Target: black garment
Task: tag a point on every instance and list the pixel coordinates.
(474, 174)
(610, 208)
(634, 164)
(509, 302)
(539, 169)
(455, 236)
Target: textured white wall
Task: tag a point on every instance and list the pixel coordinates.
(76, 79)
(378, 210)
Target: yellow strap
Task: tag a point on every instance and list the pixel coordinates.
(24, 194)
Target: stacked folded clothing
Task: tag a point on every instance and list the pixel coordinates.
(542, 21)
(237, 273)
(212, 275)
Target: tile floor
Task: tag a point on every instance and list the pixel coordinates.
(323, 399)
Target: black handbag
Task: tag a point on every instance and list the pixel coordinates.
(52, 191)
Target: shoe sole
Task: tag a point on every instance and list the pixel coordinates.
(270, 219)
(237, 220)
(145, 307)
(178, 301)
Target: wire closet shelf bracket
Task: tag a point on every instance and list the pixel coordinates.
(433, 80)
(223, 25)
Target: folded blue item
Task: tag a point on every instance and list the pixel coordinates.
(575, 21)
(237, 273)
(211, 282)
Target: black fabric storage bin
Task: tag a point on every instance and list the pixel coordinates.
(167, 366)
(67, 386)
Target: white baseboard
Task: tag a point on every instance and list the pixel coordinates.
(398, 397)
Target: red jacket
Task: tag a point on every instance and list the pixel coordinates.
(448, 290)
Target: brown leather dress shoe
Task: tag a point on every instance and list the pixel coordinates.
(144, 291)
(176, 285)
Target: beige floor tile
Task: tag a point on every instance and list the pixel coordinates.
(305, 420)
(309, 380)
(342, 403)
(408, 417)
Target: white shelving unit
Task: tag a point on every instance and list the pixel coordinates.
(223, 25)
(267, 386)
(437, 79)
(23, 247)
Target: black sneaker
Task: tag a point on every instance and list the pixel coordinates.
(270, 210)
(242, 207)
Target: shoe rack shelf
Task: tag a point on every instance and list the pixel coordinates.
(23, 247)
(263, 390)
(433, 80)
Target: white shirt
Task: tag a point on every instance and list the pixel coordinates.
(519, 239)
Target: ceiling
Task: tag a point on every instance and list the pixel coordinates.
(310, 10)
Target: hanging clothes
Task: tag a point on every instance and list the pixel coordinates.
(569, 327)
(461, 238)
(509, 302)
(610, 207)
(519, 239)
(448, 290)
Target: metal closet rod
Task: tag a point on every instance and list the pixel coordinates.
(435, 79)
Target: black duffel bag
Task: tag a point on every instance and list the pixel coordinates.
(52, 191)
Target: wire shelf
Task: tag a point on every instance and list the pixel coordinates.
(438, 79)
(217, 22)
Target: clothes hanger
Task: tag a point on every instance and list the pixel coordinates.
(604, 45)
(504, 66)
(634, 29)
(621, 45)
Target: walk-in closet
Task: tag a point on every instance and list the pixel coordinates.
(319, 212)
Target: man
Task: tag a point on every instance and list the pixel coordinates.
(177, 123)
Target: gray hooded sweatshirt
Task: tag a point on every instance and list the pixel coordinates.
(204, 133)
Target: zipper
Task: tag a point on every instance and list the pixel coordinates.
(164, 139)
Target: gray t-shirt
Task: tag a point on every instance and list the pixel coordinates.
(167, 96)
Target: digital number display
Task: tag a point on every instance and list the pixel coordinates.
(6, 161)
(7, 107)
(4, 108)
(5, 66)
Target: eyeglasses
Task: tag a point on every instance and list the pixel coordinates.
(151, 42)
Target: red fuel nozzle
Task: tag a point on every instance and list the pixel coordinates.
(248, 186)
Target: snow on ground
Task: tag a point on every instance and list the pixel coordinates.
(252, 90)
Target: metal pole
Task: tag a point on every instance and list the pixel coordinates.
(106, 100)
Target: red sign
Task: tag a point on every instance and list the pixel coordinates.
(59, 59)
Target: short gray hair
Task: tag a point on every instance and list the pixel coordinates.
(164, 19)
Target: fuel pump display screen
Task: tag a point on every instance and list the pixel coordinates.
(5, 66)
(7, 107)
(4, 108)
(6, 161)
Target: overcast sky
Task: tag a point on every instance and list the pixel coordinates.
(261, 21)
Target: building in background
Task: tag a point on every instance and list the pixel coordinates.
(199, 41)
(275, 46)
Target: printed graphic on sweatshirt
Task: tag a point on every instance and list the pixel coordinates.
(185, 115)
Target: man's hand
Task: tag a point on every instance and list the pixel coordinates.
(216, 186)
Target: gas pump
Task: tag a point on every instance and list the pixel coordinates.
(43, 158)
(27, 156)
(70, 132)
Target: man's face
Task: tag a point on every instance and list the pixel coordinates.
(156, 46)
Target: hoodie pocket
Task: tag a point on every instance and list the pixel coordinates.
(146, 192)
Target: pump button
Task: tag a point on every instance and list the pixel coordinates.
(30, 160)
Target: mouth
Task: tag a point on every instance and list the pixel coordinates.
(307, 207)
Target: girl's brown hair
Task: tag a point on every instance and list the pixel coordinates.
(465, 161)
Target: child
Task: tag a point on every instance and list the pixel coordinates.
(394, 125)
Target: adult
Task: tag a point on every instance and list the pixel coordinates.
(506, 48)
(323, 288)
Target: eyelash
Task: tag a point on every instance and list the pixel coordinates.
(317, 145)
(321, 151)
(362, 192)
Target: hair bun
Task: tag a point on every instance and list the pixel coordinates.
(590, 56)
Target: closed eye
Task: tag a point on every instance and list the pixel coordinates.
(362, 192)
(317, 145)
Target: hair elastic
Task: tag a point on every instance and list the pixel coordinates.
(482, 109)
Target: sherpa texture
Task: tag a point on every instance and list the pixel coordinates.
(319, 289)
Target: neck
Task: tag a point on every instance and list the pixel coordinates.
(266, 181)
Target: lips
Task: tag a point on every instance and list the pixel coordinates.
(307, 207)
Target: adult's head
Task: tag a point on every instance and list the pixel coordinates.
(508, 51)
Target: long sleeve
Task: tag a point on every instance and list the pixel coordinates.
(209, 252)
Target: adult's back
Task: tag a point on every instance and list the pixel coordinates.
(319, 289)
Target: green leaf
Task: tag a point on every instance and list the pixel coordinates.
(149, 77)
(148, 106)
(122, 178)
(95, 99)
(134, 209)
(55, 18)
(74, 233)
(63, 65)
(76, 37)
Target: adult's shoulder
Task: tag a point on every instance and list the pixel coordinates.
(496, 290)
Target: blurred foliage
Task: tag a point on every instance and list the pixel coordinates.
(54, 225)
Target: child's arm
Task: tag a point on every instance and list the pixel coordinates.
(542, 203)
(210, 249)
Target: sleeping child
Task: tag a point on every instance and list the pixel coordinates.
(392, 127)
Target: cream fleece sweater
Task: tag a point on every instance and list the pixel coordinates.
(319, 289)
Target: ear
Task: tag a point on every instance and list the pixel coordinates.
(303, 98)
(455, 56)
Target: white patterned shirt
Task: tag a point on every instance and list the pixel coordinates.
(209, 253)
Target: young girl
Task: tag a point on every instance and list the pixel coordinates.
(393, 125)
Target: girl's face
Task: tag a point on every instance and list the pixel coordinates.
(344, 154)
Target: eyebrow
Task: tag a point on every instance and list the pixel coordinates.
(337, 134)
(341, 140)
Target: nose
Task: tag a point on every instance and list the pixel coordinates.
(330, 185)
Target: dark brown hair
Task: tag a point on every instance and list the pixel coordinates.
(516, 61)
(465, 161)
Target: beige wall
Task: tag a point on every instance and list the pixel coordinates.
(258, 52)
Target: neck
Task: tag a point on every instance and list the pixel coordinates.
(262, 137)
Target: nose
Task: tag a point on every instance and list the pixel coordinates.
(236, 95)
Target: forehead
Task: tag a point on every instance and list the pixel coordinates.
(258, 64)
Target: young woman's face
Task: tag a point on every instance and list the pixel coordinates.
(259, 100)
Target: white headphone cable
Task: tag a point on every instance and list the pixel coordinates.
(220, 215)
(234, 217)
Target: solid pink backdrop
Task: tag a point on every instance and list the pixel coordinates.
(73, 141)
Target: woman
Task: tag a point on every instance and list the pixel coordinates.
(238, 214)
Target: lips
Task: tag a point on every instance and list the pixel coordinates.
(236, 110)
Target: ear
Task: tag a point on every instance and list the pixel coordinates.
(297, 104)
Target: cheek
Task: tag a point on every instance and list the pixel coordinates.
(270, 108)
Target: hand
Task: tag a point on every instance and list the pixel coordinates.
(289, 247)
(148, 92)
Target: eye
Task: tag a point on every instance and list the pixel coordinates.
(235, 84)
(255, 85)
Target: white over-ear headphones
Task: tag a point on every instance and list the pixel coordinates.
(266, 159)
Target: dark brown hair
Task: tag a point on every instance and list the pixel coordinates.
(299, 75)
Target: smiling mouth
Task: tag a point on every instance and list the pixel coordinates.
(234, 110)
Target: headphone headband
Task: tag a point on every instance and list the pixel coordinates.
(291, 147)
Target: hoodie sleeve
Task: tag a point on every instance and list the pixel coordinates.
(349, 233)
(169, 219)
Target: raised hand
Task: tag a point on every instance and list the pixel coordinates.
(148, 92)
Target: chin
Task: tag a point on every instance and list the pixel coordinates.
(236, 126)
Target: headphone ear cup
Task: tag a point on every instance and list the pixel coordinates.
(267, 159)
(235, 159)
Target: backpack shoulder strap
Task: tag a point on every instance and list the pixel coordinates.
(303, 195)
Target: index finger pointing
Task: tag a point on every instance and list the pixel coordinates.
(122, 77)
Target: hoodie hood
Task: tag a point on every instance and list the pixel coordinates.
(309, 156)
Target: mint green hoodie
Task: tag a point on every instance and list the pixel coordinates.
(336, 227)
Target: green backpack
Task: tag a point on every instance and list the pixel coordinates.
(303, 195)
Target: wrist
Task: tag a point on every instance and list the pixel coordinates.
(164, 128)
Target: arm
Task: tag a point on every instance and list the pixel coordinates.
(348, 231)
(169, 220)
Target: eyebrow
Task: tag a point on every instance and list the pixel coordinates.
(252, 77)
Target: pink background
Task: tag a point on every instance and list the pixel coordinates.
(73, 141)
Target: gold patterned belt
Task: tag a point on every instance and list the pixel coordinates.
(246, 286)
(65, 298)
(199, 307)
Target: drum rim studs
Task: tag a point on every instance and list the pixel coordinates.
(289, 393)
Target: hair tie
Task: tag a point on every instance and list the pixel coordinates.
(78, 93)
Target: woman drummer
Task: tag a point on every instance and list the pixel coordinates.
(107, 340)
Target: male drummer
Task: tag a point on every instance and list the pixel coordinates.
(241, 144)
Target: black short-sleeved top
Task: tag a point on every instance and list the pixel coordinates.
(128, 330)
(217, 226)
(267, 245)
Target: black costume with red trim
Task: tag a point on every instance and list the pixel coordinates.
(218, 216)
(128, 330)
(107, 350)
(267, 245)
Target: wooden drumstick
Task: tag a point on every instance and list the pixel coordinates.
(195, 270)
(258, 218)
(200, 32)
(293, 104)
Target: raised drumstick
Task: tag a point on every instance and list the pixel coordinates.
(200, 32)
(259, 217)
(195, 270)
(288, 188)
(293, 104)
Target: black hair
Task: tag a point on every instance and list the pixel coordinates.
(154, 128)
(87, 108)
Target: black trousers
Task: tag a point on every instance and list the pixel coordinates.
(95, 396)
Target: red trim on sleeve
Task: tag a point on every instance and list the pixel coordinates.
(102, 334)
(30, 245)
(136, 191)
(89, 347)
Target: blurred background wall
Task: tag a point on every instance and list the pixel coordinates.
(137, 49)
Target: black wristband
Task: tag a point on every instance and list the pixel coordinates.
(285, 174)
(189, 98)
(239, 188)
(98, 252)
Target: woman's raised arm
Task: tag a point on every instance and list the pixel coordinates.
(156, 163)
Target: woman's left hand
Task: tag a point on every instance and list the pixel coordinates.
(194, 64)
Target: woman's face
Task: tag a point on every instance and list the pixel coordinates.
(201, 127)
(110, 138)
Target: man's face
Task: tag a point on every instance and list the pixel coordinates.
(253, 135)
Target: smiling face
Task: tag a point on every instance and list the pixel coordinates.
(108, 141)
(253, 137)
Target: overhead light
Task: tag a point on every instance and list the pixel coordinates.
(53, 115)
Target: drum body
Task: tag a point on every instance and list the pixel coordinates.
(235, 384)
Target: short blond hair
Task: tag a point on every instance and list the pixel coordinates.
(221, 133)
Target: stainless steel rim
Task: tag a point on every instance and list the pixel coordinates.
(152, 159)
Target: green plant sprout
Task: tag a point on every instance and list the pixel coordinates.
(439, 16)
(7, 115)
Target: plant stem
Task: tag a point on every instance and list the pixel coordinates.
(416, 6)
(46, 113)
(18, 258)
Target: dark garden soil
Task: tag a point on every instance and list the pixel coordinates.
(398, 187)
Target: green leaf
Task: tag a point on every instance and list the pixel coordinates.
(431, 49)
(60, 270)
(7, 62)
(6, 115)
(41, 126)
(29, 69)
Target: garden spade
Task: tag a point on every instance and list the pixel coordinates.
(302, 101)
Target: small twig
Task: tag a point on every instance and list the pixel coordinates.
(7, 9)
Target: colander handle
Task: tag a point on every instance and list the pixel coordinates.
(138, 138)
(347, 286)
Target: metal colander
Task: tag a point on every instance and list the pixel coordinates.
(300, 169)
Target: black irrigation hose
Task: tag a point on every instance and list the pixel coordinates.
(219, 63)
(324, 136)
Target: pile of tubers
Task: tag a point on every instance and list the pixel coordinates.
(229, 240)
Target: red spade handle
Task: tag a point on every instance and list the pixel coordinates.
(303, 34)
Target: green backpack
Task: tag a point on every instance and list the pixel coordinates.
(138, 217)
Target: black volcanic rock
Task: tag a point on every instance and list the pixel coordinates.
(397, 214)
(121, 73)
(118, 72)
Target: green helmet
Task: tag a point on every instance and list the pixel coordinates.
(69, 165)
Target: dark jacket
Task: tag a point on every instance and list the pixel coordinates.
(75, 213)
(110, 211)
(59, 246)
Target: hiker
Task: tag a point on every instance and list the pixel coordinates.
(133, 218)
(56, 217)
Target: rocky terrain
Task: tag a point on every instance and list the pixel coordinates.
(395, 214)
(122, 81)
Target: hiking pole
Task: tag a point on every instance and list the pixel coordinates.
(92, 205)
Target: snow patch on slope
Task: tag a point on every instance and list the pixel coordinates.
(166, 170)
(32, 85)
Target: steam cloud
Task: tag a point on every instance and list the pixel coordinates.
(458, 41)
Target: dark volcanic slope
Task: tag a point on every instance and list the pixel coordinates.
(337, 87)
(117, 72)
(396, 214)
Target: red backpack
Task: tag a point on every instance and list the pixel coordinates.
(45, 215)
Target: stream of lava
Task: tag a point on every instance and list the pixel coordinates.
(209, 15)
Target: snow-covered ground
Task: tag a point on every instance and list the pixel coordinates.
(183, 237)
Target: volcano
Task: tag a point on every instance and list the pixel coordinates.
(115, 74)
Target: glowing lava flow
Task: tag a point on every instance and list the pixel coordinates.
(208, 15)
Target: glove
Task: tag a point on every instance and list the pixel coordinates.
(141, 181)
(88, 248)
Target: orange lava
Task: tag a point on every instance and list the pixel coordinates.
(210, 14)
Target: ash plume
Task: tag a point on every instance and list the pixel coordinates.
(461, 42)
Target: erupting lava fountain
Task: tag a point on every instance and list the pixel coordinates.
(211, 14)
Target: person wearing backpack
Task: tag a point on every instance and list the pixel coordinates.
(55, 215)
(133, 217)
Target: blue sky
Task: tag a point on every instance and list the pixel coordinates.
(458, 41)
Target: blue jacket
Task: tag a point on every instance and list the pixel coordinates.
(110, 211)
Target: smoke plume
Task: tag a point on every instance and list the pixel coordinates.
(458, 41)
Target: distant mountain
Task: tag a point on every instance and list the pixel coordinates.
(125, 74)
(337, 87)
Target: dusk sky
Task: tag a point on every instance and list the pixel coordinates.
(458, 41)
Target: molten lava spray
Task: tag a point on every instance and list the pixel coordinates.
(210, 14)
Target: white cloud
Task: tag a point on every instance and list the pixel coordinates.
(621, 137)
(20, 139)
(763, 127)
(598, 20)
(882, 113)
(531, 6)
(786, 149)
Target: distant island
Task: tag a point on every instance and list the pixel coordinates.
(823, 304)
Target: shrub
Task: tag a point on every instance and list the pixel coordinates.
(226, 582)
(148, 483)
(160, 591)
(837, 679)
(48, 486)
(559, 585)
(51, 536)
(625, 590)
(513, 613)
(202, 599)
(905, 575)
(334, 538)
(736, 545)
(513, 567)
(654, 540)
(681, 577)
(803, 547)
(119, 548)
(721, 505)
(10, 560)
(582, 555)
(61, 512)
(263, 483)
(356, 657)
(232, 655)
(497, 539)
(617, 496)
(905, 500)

+++

◆ **Goal**
Take everything from the line containing "Target: blue jacket" down to the end of the material and write it out again, substituting "ash column" for "smoke plume" and leaving every other character unchanged.

◆ **Reply to the task**
Target: blue jacket
Task: tag a point on every instance and list the pixel coordinates.
(110, 211)
Target: ash column
Task: tag a point on every instance and list the pixel coordinates.
(458, 41)
Target: distant mountain
Task: tag a point on every instance and list the pixel coordinates.
(125, 74)
(337, 87)
Target: dusk sky
Task: tag a point on every instance and list the pixel coordinates.
(458, 41)
Target: molten lava spray
Task: tag a point on every instance and list the pixel coordinates.
(210, 14)
Target: white cloud
Task: tag a point on every instance and list the pixel coordinates.
(621, 137)
(20, 139)
(763, 127)
(598, 20)
(882, 113)
(531, 6)
(786, 149)
Target: distant island
Task: tag a point on every instance and list the pixel coordinates.
(823, 304)
Target: shrub
Task: tag a point on every instance and list the pixel coordinates.
(226, 582)
(148, 483)
(160, 591)
(837, 679)
(48, 486)
(559, 585)
(51, 536)
(625, 590)
(513, 613)
(202, 599)
(905, 575)
(334, 538)
(736, 545)
(513, 567)
(654, 540)
(681, 577)
(803, 547)
(119, 548)
(721, 505)
(10, 560)
(582, 555)
(61, 512)
(263, 483)
(356, 657)
(232, 655)
(497, 539)
(617, 496)
(905, 500)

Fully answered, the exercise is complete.